READING PASSAGE →
####################
I have successfully installed Ubuntu 18.04 onto an SD card. I did this by creating an msdos partition table (pi doesn't support guid), then putting U-Boot onto the SD Card on partition 1 (fat32, pi doesn't support anything else). Then I pasted the pi-bootloader onto partition 1 /. And then I copied the files from the net installer (mini-iso) onto that partition as well. The whole process is laid out here.

Everything works perfectly well from the SD Card. UBoot starts, then it loads the grub2 that came with the net installer mini iso. that in turn i have changed the config so it loads the linux kernel from partition 3 (p2 is swap, in my case).

So I pulled an image of that, put it on an usb drive (usb to m2 sata adapter), which should just behave like any other flash drive. So, I turn it on. U boot starts, I don't see anything different from normal. Then it loads grub. But instead of displaying a nice menu with the option to boot ubuntu or install it (because the net installer stuff is still on there), it dumps me straight into the grub console.

typing ls I get (memdisk), and nothing else. It doesn't seem to find the usb drive it actually loaded from itself. on that memdisk is a single file at (memdisk)/boot/grub/grub.cfg, but I have no way of knowing what's actually in there. Edit: (memdisk) is there on the sd card also, same content, it just lists the partitions on the sd card also, while it does not on the flash drive.

There are no grub modules, no nothing. I think it ever so briefly flashes an error at me, but then the grub console opens and I have no time to read those messages.
####################
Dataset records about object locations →
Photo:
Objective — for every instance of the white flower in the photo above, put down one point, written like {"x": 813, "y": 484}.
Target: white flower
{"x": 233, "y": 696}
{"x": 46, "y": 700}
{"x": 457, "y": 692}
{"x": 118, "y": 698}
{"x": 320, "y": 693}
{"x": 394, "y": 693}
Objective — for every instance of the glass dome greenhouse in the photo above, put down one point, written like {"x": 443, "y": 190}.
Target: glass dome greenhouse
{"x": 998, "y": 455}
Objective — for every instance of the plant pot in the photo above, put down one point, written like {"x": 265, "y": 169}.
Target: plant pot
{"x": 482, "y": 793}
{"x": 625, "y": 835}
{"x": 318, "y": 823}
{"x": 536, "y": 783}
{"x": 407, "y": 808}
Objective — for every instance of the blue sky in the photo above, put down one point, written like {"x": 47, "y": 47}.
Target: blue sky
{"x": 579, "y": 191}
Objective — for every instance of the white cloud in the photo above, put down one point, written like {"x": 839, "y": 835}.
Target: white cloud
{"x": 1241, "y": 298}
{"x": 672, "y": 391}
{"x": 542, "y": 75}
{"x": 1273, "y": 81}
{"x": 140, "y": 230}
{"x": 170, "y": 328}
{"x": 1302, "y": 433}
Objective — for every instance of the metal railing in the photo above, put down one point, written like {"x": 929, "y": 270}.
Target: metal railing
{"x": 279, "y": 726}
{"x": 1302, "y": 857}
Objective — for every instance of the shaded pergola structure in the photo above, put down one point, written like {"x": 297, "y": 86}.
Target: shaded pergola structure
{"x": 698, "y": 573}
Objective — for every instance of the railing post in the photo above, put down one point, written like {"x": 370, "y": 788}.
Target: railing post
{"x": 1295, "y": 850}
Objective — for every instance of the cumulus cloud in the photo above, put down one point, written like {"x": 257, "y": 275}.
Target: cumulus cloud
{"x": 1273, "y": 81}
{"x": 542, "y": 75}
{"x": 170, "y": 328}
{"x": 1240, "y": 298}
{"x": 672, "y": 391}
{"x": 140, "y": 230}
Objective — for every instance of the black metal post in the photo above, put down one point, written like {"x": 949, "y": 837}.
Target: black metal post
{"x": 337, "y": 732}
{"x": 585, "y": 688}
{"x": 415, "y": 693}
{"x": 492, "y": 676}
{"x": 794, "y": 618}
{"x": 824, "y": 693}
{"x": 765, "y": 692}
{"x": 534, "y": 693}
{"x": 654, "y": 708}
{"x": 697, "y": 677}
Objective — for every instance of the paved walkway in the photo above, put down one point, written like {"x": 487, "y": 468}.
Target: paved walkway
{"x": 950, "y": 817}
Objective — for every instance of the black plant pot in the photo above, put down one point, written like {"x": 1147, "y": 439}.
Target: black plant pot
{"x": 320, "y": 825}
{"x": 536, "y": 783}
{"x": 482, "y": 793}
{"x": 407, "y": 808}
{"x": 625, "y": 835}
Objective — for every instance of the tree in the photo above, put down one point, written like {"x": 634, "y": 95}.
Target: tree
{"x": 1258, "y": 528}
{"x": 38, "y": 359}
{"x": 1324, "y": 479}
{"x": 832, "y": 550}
####################
In the post about booting Ubuntu from a USB drive, rewrite the passage from "typing ls I" up to and including "read those messages.", replacing "memdisk" with "ramdisk". Work from the text alone.

EXERCISE ANSWER →
typing ls I get (ramdisk), and nothing else. It doesn't seem to find the usb drive it actually loaded from itself. on that ramdisk is a single file at (ramdisk)/boot/grub/grub.cfg, but I have no way of knowing what's actually in there. Edit: (ramdisk) is there on the sd card also, same content, it just lists the partitions on the sd card also, while it does not on the flash drive.

There are no grub modules, no nothing. I think it ever so briefly flashes an error at me, but then the grub console opens and I have no time to read those messages.